--- START Task data ---

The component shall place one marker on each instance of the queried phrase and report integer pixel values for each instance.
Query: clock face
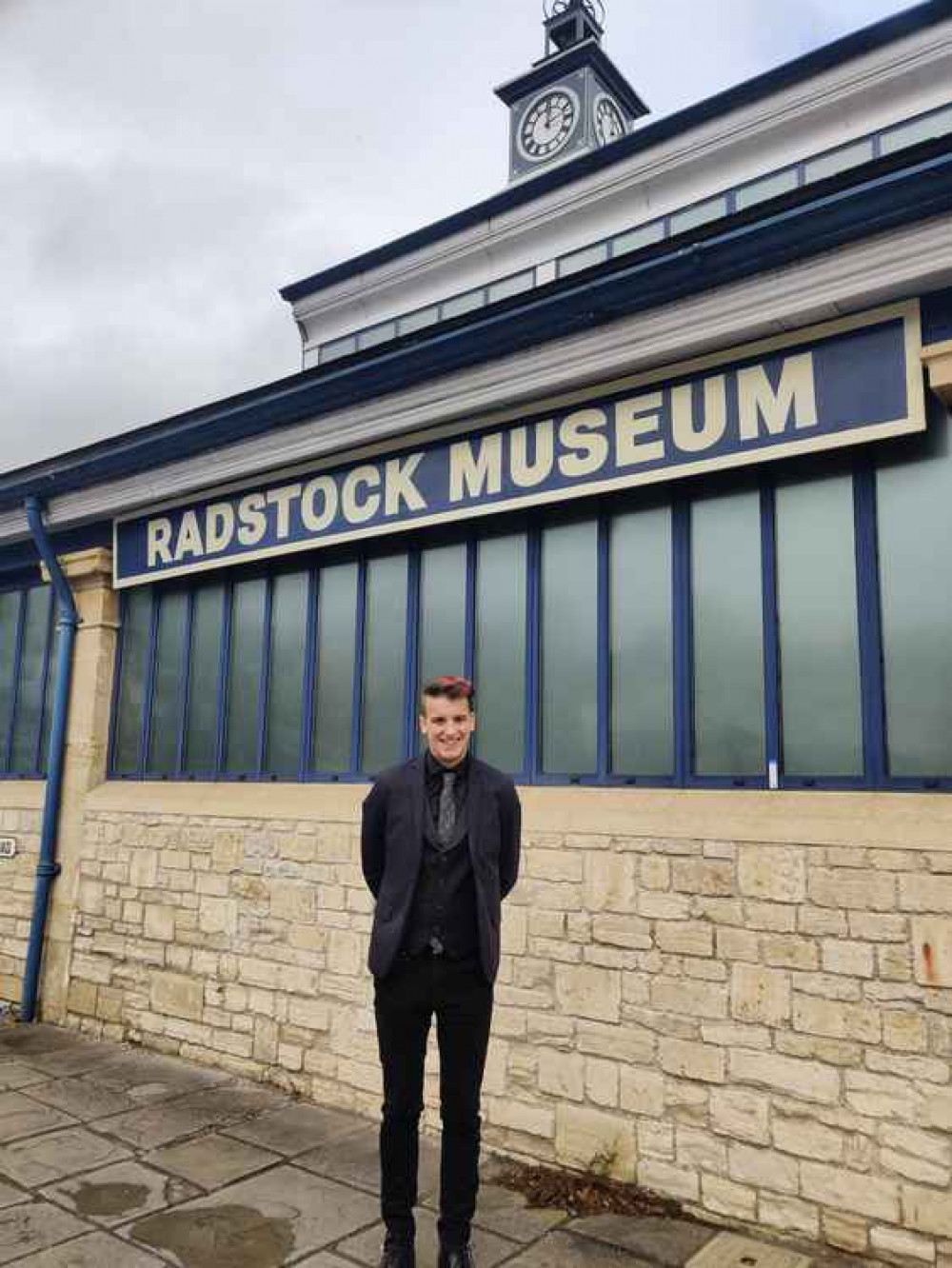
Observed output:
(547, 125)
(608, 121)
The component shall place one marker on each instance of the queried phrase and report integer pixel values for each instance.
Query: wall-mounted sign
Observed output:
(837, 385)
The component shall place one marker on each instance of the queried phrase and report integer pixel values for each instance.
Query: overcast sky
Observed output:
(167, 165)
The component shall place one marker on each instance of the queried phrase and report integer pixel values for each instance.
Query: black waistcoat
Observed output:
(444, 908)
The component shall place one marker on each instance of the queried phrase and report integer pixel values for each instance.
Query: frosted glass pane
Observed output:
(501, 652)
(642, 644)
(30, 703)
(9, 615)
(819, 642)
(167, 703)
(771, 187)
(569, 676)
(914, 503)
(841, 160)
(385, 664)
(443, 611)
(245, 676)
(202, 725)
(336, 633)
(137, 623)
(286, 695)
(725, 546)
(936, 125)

--- END Task data ---

* Objective
Images do not belong in the copy; reproduce all other parts of the records above verbatim.

* Solution to this problem
The component shall place one marker on each instance of the queried phrase and report integer pixel values for each instance.
Query: clock face
Observed output:
(547, 125)
(608, 121)
The component shall place one marker on each instance of the queried phrase and report integer pixel values for each instance.
Query: wall-mounted sign
Observed output:
(837, 385)
The component shall place one marker on each instance of the queried phrase and report integer pixel values for each instance.
Query: overcast sky
Observed output:
(167, 165)
The component shall place one marker on each instance of the queried phrase and report integer pixel values for each instance.
Query: black waistcoat
Observed output:
(444, 908)
The component shall place one marker on each instance of the queried phrase and report integer pixel values for each instance.
Query: frosted glass pane
Observed output:
(501, 652)
(642, 644)
(30, 703)
(9, 615)
(819, 642)
(167, 703)
(771, 187)
(569, 676)
(914, 503)
(841, 160)
(385, 664)
(443, 611)
(245, 676)
(202, 725)
(336, 633)
(137, 623)
(286, 695)
(725, 546)
(936, 125)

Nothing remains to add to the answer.